▸ **About this task**
When you reach the line with "the clear blue sky" in the data below, begin printing lines exactly, and stop once the line with "target | glass vase" has been printed.

Records for the task START

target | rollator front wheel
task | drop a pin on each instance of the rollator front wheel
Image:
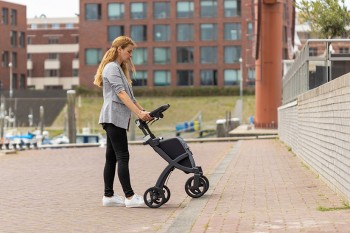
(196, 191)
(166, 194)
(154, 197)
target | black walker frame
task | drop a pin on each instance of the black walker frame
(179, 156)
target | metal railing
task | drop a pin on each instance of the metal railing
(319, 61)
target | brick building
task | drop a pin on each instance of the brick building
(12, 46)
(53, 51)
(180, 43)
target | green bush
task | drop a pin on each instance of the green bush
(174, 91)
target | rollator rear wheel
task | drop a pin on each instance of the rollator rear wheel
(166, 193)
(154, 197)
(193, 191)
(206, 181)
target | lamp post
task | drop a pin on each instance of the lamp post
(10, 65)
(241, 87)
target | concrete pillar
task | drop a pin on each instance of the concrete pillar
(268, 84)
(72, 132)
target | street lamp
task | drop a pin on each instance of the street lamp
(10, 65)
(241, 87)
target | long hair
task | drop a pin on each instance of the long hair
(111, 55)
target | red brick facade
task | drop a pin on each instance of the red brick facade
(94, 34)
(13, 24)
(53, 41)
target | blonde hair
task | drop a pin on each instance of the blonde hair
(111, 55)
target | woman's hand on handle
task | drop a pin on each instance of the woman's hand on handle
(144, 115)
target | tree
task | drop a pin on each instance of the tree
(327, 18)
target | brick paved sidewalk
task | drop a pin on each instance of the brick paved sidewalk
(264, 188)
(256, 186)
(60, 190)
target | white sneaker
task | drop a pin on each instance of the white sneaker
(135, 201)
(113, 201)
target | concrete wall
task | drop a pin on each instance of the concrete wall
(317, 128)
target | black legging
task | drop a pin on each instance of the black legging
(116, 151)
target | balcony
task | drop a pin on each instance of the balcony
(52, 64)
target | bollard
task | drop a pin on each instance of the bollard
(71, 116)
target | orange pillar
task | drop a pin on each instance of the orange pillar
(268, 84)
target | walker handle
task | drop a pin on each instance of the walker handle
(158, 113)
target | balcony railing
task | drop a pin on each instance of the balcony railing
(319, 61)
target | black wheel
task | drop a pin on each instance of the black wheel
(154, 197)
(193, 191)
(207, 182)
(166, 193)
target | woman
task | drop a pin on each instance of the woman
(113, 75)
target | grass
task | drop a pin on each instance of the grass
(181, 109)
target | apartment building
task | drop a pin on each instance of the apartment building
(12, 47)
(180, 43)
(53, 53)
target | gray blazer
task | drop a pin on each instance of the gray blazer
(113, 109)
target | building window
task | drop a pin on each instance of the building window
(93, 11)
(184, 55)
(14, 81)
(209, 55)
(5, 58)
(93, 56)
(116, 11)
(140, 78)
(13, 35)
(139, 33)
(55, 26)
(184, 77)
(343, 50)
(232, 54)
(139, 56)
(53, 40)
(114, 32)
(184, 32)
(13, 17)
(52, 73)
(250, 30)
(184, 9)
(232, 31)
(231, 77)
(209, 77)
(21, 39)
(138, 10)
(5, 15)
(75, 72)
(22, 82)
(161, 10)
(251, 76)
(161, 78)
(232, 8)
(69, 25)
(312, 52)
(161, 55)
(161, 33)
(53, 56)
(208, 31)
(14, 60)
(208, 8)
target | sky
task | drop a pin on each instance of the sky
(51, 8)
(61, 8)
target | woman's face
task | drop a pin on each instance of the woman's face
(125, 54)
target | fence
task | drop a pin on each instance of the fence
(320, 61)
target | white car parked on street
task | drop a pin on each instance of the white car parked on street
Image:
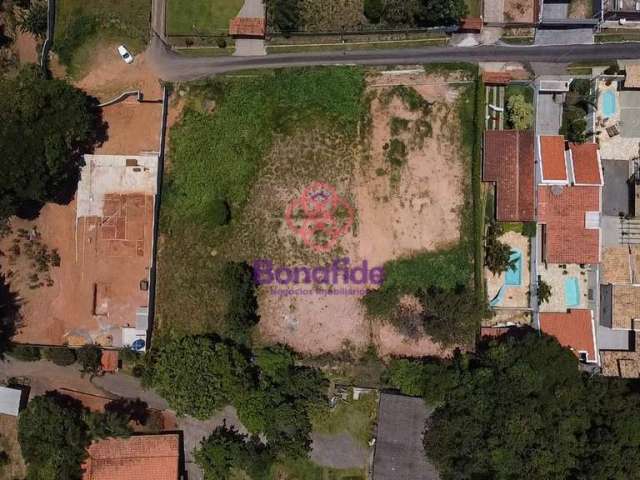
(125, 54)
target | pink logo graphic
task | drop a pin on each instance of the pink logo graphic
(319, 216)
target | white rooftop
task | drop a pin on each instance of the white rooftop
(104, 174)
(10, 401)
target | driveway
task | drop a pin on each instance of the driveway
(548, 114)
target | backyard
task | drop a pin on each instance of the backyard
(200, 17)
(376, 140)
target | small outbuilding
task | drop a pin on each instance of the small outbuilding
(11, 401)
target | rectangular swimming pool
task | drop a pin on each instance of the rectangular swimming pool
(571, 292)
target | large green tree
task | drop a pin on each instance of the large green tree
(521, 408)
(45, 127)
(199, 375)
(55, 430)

Records for the task END
Records for the task START

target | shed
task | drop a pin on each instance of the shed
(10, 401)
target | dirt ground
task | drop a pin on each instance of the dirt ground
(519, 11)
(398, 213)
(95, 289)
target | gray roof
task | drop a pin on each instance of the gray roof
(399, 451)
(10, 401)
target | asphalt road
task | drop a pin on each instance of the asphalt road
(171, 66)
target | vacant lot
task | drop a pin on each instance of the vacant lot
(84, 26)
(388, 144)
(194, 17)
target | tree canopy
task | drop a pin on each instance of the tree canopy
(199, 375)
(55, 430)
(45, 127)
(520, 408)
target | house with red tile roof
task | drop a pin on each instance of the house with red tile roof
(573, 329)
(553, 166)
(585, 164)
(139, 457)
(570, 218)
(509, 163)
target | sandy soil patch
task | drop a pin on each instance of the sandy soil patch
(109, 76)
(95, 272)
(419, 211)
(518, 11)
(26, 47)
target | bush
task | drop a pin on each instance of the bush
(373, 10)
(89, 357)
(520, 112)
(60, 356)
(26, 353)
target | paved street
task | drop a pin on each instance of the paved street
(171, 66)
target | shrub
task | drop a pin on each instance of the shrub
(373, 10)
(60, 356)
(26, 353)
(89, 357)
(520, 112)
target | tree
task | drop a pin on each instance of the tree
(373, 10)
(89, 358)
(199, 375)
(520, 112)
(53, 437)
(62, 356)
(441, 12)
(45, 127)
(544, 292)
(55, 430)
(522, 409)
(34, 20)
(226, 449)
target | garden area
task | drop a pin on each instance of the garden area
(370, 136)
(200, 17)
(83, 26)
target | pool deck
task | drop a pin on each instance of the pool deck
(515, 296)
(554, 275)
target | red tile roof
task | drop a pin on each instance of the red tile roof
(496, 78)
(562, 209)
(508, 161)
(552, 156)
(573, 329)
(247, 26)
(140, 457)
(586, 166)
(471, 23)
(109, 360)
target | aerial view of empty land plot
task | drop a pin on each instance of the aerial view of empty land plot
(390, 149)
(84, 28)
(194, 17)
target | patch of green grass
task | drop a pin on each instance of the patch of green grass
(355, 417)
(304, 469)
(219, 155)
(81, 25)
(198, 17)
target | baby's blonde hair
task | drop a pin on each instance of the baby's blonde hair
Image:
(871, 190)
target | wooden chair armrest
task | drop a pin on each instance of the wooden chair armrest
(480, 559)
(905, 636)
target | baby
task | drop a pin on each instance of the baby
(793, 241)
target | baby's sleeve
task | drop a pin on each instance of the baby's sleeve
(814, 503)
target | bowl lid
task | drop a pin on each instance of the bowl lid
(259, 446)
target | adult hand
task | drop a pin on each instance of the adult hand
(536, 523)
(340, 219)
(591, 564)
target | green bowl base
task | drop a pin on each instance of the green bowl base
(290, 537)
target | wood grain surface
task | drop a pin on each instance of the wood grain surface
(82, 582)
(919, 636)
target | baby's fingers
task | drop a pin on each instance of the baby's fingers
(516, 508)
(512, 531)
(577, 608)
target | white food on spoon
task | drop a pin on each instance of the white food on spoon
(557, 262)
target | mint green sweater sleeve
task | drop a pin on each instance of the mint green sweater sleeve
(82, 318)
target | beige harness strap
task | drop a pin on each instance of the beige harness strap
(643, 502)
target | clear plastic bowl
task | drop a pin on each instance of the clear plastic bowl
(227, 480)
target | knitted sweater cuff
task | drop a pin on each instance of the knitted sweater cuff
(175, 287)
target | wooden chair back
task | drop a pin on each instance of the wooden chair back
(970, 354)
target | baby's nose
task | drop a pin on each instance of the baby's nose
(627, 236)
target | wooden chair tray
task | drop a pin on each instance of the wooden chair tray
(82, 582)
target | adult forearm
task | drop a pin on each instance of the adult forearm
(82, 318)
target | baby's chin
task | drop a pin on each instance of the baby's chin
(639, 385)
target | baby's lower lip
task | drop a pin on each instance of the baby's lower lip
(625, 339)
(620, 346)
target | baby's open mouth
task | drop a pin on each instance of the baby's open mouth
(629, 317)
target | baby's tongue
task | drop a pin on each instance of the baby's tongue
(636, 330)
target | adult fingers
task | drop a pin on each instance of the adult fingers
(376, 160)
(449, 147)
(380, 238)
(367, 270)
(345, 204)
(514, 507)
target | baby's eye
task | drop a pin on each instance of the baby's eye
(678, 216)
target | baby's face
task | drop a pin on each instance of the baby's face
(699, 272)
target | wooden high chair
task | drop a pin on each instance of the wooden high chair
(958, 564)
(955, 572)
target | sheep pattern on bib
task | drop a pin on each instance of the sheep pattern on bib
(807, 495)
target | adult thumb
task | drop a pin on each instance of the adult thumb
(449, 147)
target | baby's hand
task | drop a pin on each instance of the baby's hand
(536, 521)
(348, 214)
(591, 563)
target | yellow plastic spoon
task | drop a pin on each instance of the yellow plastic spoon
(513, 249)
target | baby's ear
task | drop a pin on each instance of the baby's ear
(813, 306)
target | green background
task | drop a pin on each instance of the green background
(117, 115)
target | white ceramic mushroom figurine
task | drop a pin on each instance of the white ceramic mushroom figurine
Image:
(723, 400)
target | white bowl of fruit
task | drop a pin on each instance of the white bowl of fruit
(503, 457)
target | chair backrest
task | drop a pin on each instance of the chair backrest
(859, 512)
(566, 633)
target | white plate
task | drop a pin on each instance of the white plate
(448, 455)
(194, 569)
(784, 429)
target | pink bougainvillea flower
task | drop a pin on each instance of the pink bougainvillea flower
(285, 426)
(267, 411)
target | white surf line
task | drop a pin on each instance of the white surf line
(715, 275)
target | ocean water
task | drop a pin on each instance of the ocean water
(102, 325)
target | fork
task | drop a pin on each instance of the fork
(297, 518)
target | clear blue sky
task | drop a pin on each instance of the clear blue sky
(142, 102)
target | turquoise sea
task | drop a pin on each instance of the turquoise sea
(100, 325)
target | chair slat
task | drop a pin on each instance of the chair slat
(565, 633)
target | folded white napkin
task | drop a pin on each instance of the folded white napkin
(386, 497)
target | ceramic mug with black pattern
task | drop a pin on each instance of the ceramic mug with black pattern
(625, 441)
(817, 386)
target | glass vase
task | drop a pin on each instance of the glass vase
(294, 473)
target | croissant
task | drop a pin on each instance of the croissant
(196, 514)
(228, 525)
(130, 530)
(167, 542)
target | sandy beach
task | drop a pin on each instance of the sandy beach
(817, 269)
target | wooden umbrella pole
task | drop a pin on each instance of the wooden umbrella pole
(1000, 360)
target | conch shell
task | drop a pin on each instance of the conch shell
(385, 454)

Records for the task END
Records for the task START

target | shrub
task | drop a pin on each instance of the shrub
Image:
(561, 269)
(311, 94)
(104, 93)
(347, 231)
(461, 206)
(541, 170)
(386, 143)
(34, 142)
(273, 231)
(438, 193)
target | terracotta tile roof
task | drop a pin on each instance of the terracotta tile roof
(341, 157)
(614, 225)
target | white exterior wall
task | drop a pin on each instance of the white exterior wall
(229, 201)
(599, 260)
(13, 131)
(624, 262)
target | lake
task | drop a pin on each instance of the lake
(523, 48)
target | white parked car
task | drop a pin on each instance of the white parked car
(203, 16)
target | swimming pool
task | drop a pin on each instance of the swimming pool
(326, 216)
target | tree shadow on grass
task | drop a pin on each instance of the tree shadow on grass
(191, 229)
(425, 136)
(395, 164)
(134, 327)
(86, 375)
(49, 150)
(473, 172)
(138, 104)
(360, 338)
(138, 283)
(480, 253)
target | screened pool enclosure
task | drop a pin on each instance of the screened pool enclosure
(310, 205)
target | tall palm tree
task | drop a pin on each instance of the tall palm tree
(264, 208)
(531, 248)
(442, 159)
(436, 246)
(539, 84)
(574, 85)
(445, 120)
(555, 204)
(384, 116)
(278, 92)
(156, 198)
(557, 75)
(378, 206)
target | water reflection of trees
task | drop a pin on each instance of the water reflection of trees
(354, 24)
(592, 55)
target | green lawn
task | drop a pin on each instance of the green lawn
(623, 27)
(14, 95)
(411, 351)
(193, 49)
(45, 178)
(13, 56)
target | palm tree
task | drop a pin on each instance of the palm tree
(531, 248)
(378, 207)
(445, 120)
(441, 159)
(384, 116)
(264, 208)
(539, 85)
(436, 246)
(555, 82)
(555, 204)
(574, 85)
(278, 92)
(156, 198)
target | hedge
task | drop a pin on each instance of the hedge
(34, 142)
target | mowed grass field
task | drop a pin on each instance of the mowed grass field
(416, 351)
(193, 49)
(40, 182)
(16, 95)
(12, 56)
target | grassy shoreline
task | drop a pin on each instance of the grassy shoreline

Records for the task END

▸ **Reply to the task**
task | drop a pin on each instance of the clear blue sky
(142, 102)
target | turquoise sea
task | drop a pin on each instance of the turquoise sea
(100, 325)
target | chair slat
task | drop a pin on each instance of the chair slat
(565, 633)
target | folded white napkin
task | drop a pin on each instance of the folded white napkin
(386, 497)
target | ceramic mug with black pattern
task | drop a pin on each instance of the ceramic mug with black pattern
(625, 441)
(817, 386)
target | glass vase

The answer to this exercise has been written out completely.